- EXTRACT TO READ
_ _ _ _ _

MAE WEST told John Moffitt that her first audiences were people who came to visit her mother. His interview captured many fascinating details that escaped other journalists — — such as how Tillie would discipline little Mae.
• • During 1934, a number of journalists had scored a detailed one-on-one interview with the movie queen. Ruth Biery's 3-part-article is the one most often quoted by Mae's biographers, therefore, best known.
• • But by far, the sexiest and most revealing is the lengthy interview she gave to John Moffitt. Journalist and columnist John Moffitt went on to serve as Ed Sullivan's assistant director, when Sullivan (once a news man, too) transitioned to TV.
• • John Moffitt must have been very handsome, you think as you read all the juicy bits he scooped up, like Mae's affair with a NYC schoolteacher who would keep his willing blue-eyed pupil after class, call her a "naughty girl," pull her onto his lap, and administer a "punishment" that got them both overheated. Was this the teacher who initiated Mae's first intimate encounter? Hmmm.
• • "Mae West's First Audiences Were Church Socials" • •
• • John C. Moffitt Tells the Story of Mae West • •
• • John C. Moffitt wrote: Mae West's mother had never read those sections in the magazines that are headed "What to Do When Company Comes." So her methods of entertainment were bizarre and it was all some of the guests could do to stomach them.

_ _ _ _ _

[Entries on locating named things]
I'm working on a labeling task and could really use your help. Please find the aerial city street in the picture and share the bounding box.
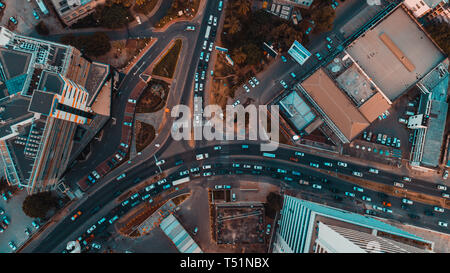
[0,0,450,258]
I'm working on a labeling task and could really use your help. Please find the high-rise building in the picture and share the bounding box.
[0,27,110,193]
[272,195,433,253]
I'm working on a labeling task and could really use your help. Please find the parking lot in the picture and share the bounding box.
[0,190,36,253]
[0,0,62,35]
[344,90,419,165]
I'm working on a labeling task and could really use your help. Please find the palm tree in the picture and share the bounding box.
[236,0,253,15]
[224,16,241,34]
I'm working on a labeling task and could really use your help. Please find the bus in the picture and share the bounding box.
[172,176,190,186]
[263,153,275,158]
[205,26,211,39]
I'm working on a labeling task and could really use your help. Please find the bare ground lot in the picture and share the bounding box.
[215,204,264,244]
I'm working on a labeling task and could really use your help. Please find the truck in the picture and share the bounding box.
[172,176,190,186]
[205,26,211,39]
[36,0,48,15]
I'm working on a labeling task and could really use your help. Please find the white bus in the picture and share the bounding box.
[205,26,211,39]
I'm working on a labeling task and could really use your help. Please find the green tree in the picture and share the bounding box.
[22,192,58,218]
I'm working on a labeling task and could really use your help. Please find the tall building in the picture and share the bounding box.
[272,195,433,253]
[52,0,106,26]
[0,27,110,194]
[404,0,450,23]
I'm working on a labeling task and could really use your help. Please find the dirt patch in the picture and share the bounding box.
[95,38,151,69]
[152,39,183,79]
[134,120,155,153]
[136,80,169,113]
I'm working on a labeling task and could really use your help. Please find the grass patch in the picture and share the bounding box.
[133,0,158,15]
[152,39,183,79]
[136,80,169,113]
[135,120,156,153]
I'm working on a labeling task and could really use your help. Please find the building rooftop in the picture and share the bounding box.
[301,68,370,140]
[346,5,445,101]
[278,90,316,132]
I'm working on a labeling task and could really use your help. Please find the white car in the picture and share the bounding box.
[361,195,372,202]
[156,159,166,166]
[402,198,414,205]
[338,161,347,167]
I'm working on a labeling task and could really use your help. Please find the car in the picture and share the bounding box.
[33,9,39,20]
[315,52,322,61]
[156,159,166,166]
[31,221,39,229]
[116,173,126,181]
[305,27,312,35]
[345,191,355,197]
[8,241,17,251]
[338,161,347,168]
[70,210,83,221]
[9,16,17,25]
[403,176,411,182]
[402,198,414,205]
[266,224,272,235]
[86,225,97,234]
[361,195,372,202]
[280,80,288,89]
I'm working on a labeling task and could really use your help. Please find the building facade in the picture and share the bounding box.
[272,195,434,253]
[0,28,109,194]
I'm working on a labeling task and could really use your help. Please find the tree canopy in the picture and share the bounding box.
[22,192,58,218]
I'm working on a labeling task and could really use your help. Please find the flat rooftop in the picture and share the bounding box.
[278,90,316,131]
[346,5,445,101]
[301,68,370,140]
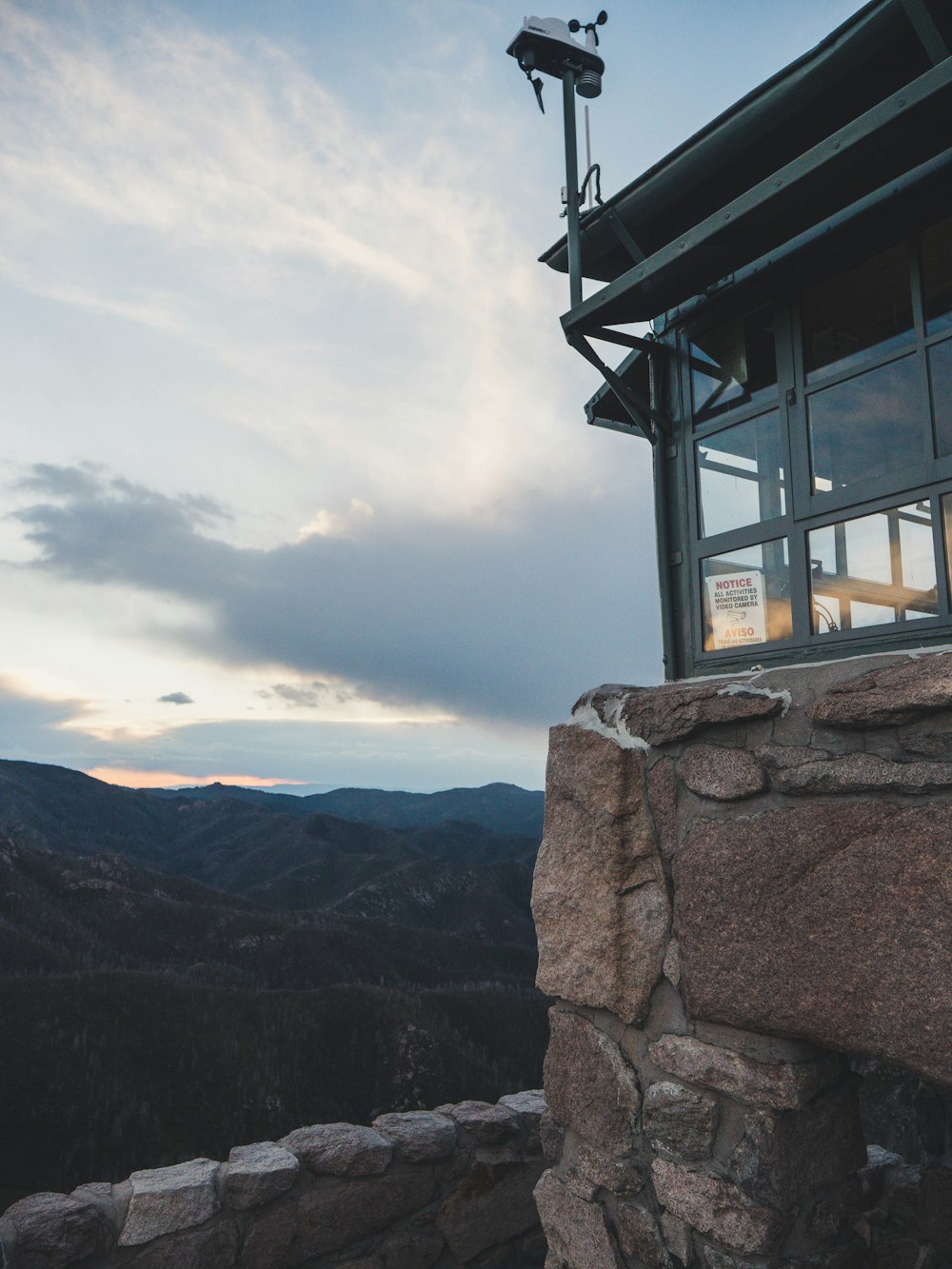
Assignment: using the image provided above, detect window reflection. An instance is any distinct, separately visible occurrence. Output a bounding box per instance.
[808,357,932,494]
[921,217,952,335]
[810,502,938,635]
[803,244,913,376]
[690,308,777,415]
[697,410,787,538]
[701,538,793,652]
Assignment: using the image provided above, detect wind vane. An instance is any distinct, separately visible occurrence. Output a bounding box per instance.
[506,9,608,307]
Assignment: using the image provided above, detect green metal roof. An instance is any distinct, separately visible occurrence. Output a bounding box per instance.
[541,0,952,328]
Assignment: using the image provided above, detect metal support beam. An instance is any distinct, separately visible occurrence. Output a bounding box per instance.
[576,327,671,357]
[566,335,673,446]
[603,207,645,264]
[563,66,582,308]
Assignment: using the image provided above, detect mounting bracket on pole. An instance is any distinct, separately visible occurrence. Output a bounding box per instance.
[506,9,608,308]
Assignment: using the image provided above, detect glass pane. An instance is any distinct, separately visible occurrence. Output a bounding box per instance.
[810,502,938,635]
[808,357,932,494]
[701,538,793,652]
[697,410,787,538]
[929,340,952,456]
[690,308,777,415]
[803,244,913,374]
[922,217,952,335]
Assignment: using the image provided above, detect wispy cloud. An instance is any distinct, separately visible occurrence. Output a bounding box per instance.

_ _ _ _ _

- EXERCISE INSTRUCTIONS
In the text on Mae West's interview with John Moffitt, retype everything from "MAE WEST told" down to "transitioned to TV." without altering a word.

- EXERCISE RESULT
MAE WEST told John Moffitt that her first audiences were people who came to visit her mother. His interview captured many fascinating details that escaped other journalists — — such as how Tillie would discipline little Mae.
• • During 1934, a number of journalists had scored a detailed one-on-one interview with the movie queen. Ruth Biery's 3-part-article is the one most often quoted by Mae's biographers, therefore, best known.
• • But by far, the sexiest and most revealing is the lengthy interview she gave to John Moffitt. Journalist and columnist John Moffitt went on to serve as Ed Sullivan's assistant director, when Sullivan (once a news man, too) transitioned to TV.